- TASK DETAILS
Show every line of the records that contains the string "short", matching case exactly.

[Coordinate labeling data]
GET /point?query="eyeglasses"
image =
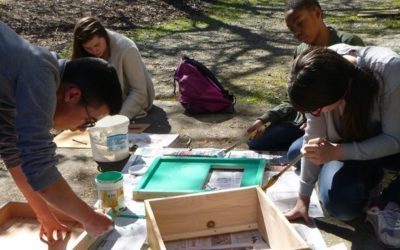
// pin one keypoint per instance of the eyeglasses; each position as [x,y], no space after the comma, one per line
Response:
[316,112]
[91,121]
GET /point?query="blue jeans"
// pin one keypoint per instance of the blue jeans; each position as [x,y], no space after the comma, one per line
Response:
[345,186]
[277,137]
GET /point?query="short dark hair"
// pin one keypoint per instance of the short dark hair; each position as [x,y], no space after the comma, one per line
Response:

- FULL SOLUTION
GET /point?query="short dark hair"
// pin one keypoint per instance of the short dark hair; each position as [x,y], no space after the comma, one per line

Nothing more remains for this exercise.